Saved data entries

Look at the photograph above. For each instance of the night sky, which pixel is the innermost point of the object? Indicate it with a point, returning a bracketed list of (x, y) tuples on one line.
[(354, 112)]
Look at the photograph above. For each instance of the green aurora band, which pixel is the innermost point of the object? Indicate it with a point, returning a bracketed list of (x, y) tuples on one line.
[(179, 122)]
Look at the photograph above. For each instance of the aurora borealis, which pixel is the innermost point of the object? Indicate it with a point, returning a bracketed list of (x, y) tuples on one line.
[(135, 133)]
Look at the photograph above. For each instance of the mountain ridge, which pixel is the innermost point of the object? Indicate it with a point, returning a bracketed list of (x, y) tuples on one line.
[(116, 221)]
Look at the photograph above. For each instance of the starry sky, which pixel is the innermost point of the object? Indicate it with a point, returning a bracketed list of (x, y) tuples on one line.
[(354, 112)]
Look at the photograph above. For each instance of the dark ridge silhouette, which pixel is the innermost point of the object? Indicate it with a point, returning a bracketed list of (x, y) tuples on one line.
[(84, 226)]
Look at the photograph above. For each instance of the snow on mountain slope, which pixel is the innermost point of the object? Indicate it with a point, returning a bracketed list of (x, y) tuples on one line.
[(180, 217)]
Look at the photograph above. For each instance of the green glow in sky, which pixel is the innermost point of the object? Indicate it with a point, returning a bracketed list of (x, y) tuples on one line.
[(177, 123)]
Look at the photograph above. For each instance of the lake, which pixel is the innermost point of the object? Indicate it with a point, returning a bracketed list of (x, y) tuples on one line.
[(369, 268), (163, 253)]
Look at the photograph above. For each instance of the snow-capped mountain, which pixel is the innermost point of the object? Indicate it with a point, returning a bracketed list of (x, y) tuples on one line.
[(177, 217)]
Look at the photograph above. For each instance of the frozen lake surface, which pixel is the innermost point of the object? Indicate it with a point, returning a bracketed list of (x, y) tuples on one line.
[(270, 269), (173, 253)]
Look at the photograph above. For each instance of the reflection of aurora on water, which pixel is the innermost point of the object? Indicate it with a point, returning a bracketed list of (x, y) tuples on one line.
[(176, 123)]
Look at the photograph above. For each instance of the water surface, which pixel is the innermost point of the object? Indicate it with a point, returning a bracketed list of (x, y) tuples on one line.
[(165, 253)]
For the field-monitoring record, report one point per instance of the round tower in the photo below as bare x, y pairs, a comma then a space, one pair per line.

• _Description of the task_
Transcribe the records above with every character unchanged.

• _Answer to the exercise_
Look at the photograph above. For each instance of the night sky, which pixel is the innermost point of the object? Indicate it with a point, returning a bracketed list of (x, y) tuples on one line.
[(354, 112)]
Look at the photograph above. For each instance of the green aurora band, which pixel is the innermost point of the object? Indicate it with a point, returning a bracketed list of (x, y) tuples on one line.
[(179, 122)]
Look at the photograph above. For each instance of the aurora borealis, which pixel is the innermost point of the object? Indicate it with a point, returning a bracketed list of (x, y) tuples on one line.
[(135, 133)]
Look at the photograph above. For each instance of the mountain ridge, which pixel is the innermost point of the object? Indicate it with a point, returning a bracketed list of (x, y) tuples on one line.
[(116, 221)]
Look at the photograph above. For each instance of the starry sky, which pixel is the innermost point of the object? Indicate it with a point, returning a bracketed list of (x, y) tuples on one line.
[(354, 112)]
Look at the photograph above. For each instance of the dark ridge silhouette, which pixel is the innermost point of the object? Indicate it with a point, returning a bracketed list of (x, y) tuples on one line.
[(84, 226)]
Look at the photograph above. For each instance of the snow on mountain slope, which pixel is the innermost point of the object? Indicate it with a point, returning a bracketed list of (x, y) tuples on one line.
[(180, 217)]
Look at the photograph above. For each instance of the green glow in sky, which pixel is the innermost point of the object? Indicate it with a point, returning a bracketed list of (x, y) tuples on one line.
[(177, 123)]
Look at the photograph above. For each instance of the lake, which pixel is the innermost point of the object? Indicate it with a point, returning a bracketed list of (x, y) tuples on one line.
[(369, 268), (163, 253)]
Look at the photograph above. For each instance of the snow-capped mountain, which pixel is the innermost point of the object? Indicate it with a point, returning a bracketed list of (x, y) tuples on one line.
[(177, 217)]
Look at the photograph above. For each instance of the frozen lake surface, which pixel is the innermost point of the object? Indicate it with a point, returning a bracketed list of (x, y) tuples on one line.
[(270, 269), (173, 253)]
Look at the photograph above. For each instance of the reflection of aurora on water, which pixel is the innermost point of the object? Indicate it with a point, returning a bracketed list of (x, y) tuples on one line.
[(176, 123)]
Look at the photograph above. For each instance of the water surface, which pixel is the innermost point of the object? Indicate it with a point, returning a bracketed list of (x, y) tuples on one line.
[(165, 253)]
For the field-monitoring record, report one point per instance of the round tower in the photo below as bare x, y pairs, a comma then a space, one pair per line.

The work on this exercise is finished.